┏━━
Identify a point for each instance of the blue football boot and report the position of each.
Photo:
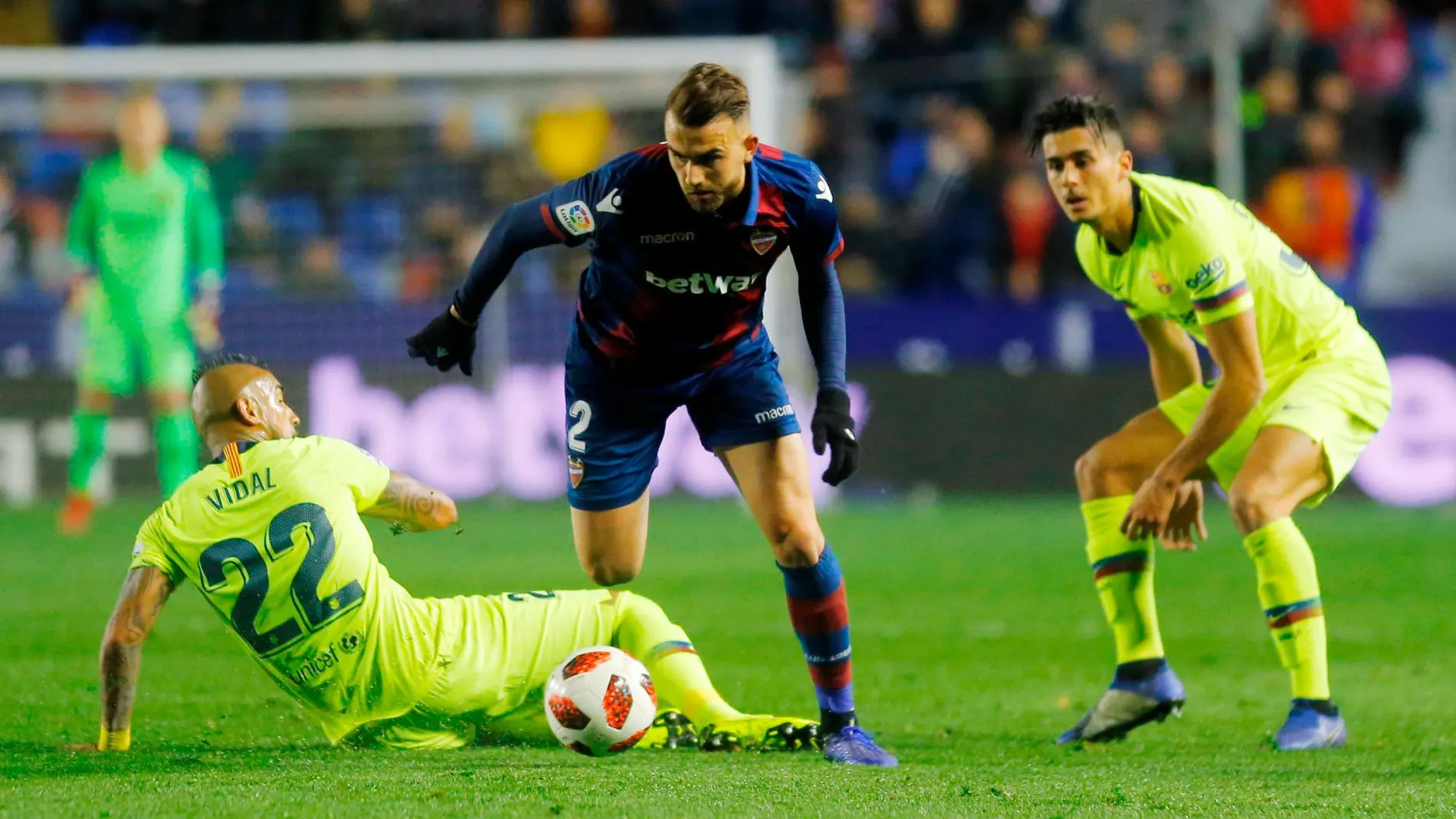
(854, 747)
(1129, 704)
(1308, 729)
┗━━
┏━━
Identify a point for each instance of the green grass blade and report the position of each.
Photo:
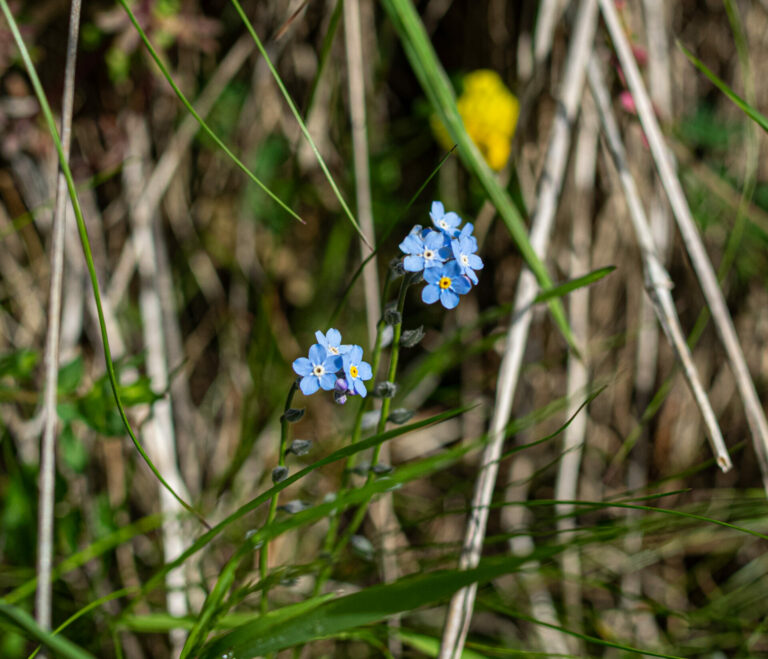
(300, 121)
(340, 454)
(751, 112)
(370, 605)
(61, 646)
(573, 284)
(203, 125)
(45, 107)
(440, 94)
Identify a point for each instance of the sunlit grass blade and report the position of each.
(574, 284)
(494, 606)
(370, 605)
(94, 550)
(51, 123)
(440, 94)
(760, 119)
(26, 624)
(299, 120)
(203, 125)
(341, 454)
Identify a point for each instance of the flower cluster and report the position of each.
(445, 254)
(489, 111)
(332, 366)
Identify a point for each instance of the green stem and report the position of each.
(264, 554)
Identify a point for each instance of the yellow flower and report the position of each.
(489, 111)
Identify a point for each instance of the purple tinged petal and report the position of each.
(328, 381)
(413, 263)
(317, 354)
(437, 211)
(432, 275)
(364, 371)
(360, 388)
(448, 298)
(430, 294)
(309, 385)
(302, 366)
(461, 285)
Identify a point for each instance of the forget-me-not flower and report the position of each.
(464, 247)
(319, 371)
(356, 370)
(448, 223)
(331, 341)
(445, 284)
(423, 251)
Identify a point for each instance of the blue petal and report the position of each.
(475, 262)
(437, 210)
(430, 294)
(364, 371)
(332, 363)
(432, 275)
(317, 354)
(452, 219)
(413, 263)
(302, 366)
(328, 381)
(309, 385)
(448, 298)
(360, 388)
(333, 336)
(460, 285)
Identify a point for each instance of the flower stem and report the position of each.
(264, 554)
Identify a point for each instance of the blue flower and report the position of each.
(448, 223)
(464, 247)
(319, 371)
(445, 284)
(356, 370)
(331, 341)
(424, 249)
┗━━
▸ **Task statement**
Edit the data from the line that has "Identify a point for each instance of the blue football" through the line that has "(1308, 729)", putting "soccer cleat" wherever "football boot" appears and keeping everything else the same. Give back only those lines, and omit the pictures.

▸ **Final result**
Identify a point for each instance of the blue soccer cleat and report the position of each.
Photo:
(854, 747)
(1129, 704)
(1308, 729)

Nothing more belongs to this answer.